**THE EXERCISE**
Pull out every line of the data below that contains the word "storage", and copy each one.

**DATA PROVIDED**

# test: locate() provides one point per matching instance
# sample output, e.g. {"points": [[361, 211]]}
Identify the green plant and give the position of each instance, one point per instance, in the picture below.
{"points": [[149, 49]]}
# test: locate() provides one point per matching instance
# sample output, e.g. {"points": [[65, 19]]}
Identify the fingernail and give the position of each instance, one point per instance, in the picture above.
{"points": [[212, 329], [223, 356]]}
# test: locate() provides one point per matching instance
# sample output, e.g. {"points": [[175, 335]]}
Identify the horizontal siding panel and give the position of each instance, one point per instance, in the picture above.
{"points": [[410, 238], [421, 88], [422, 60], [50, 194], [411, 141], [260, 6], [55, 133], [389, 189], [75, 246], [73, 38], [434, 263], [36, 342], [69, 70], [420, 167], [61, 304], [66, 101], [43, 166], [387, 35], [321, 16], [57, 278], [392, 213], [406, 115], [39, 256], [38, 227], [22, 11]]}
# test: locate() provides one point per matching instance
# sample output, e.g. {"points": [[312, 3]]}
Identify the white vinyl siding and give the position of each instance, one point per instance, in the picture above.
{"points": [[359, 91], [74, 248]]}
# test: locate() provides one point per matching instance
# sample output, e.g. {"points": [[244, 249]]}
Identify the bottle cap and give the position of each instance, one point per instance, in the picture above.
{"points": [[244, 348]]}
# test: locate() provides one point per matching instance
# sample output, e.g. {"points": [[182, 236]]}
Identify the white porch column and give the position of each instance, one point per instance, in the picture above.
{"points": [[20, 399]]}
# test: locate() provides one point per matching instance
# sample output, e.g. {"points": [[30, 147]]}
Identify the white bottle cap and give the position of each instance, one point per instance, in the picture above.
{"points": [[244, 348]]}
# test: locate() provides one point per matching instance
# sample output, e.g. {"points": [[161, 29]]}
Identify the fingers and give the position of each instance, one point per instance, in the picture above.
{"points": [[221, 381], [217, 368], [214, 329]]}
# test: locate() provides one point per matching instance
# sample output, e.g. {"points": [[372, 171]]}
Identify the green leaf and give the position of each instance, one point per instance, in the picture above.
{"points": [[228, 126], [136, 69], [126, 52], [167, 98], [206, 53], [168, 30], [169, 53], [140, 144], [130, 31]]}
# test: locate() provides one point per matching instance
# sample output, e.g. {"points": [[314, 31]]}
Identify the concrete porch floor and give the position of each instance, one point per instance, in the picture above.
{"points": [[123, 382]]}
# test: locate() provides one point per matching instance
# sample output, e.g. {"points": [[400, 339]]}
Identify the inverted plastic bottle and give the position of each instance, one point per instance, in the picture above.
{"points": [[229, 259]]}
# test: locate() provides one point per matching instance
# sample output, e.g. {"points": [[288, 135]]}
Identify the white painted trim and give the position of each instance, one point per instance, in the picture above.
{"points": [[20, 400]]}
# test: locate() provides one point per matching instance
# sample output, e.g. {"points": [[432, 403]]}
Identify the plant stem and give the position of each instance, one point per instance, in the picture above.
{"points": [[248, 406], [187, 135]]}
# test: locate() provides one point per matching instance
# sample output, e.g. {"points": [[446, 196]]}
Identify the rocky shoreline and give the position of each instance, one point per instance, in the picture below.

==

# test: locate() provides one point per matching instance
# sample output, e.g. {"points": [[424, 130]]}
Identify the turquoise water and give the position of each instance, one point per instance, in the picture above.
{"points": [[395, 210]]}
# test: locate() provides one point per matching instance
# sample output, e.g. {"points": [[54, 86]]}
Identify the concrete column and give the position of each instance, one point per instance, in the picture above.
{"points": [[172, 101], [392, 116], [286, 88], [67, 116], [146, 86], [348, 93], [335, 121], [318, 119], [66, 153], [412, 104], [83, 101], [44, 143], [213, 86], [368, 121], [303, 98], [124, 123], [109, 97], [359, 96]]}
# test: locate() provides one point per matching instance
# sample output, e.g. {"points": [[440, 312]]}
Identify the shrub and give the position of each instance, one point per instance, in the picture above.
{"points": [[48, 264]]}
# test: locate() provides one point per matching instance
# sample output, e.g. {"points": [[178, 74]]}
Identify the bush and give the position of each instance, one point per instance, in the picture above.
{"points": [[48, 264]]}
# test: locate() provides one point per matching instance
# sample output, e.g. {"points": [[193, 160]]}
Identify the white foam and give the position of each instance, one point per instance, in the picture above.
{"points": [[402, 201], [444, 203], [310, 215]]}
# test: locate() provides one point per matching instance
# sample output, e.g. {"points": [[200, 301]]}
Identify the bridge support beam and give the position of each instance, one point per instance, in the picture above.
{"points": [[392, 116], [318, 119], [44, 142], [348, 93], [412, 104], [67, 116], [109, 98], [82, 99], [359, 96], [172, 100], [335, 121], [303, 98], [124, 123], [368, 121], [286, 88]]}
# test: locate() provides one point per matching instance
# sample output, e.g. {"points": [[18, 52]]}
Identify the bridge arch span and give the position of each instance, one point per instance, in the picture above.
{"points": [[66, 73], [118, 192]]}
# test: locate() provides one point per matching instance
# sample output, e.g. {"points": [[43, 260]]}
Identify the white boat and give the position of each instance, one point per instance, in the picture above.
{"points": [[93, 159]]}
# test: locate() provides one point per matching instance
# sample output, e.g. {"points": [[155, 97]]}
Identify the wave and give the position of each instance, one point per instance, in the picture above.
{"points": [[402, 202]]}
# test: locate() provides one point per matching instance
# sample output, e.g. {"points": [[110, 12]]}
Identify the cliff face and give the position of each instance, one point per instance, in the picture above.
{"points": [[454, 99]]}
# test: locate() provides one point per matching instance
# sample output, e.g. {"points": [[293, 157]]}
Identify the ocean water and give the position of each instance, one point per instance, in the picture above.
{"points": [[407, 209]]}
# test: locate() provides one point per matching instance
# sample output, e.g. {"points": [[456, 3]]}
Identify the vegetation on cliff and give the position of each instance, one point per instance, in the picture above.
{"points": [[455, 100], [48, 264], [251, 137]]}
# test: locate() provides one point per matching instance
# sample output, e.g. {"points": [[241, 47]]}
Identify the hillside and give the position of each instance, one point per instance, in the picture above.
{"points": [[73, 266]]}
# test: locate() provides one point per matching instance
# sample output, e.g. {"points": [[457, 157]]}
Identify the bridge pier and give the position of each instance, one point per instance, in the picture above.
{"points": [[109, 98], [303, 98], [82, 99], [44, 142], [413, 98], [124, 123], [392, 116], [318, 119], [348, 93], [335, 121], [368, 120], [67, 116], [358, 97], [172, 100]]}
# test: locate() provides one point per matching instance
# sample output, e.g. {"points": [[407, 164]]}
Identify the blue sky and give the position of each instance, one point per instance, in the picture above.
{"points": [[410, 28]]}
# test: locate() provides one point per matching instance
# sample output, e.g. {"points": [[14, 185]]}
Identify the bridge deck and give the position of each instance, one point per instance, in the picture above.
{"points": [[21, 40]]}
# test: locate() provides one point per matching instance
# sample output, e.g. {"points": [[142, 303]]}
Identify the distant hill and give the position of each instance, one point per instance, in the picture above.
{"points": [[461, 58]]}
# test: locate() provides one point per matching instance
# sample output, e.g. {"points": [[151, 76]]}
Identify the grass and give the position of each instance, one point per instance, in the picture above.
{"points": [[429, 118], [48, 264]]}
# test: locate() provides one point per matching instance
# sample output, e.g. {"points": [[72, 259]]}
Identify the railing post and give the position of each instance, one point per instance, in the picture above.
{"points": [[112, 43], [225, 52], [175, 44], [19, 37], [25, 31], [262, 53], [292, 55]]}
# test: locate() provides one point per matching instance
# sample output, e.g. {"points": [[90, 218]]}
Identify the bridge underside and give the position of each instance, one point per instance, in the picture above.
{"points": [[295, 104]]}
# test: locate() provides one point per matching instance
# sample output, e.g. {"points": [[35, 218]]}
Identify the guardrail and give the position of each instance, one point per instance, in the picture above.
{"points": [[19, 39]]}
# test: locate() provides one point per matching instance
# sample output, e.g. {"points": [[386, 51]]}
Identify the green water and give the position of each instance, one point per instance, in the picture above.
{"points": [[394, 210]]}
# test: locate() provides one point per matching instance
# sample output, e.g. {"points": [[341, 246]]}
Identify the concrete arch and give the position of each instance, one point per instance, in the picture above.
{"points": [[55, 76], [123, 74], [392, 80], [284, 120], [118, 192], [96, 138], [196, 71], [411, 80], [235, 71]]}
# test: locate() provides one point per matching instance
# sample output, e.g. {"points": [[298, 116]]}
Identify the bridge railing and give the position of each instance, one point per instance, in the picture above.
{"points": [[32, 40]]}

...

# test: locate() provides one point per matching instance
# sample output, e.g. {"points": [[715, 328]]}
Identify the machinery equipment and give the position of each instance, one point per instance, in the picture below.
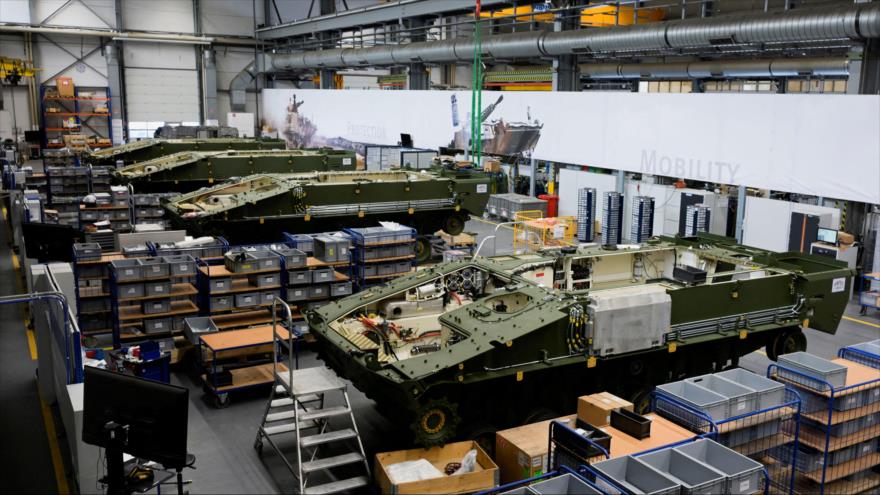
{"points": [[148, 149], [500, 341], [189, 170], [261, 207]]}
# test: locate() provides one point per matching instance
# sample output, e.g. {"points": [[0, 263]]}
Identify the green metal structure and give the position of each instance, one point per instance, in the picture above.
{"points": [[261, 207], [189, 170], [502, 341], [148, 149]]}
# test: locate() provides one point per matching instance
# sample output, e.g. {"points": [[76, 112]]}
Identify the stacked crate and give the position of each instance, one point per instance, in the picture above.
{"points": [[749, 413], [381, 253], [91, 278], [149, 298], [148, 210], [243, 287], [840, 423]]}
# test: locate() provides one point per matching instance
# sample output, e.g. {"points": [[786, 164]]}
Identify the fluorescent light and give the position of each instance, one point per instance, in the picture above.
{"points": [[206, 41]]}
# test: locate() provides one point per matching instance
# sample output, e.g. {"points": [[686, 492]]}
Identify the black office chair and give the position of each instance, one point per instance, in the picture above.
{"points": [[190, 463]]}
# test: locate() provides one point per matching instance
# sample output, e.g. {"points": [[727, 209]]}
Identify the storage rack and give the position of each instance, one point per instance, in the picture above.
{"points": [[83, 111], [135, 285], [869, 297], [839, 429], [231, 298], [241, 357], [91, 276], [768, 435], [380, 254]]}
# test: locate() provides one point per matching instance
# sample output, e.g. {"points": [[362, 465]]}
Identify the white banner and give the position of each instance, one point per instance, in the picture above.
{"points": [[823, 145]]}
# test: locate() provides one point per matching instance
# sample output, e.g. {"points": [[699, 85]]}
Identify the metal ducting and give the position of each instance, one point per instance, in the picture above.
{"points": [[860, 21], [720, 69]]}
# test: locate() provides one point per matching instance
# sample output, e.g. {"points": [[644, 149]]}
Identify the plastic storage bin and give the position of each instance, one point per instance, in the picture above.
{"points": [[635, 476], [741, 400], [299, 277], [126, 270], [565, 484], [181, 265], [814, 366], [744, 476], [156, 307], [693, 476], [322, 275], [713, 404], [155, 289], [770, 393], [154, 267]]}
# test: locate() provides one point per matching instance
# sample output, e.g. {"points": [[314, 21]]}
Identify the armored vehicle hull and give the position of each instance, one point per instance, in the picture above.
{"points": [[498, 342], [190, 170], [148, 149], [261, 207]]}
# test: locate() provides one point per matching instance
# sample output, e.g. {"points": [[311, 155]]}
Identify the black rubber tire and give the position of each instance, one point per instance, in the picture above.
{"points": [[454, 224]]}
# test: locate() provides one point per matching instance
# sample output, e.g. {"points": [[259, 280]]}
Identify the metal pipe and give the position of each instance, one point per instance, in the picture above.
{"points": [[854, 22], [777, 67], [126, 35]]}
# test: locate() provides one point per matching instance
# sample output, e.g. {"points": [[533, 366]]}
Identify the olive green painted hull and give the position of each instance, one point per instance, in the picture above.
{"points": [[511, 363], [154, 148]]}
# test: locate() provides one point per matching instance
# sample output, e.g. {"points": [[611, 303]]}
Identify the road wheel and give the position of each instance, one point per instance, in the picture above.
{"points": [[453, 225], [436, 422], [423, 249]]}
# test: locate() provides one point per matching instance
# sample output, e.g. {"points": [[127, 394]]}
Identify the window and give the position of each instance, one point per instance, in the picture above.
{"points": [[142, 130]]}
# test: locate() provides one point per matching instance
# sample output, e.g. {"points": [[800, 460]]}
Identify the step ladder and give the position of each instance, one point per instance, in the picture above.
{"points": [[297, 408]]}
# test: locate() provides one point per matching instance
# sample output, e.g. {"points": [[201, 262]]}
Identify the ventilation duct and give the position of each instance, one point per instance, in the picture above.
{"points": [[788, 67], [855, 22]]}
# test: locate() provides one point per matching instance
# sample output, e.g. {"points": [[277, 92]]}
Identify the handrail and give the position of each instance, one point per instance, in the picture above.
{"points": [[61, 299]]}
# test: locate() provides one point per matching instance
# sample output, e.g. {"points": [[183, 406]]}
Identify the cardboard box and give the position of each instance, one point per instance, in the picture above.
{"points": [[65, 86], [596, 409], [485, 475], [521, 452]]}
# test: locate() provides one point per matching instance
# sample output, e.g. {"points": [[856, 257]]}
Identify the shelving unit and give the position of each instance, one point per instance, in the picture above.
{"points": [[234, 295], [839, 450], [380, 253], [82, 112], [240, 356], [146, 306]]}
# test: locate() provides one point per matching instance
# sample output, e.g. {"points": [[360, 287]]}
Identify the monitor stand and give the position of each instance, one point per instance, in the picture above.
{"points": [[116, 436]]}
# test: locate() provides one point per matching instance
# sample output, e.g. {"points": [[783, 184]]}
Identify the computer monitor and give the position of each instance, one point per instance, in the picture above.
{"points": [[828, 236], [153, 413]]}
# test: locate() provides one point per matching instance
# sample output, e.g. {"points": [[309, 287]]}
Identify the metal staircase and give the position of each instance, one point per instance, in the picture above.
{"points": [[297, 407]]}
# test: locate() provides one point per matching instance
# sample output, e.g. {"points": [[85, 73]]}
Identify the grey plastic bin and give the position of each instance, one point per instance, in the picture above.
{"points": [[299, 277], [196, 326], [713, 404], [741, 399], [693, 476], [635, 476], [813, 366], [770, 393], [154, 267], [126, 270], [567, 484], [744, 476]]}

**TASK SOLUTION**
Identify the storage rack and give the position of each instance, one point per instance, in the picture above.
Identify the plastic storage bin and give the position of each instance, one point per instance, in the picture above.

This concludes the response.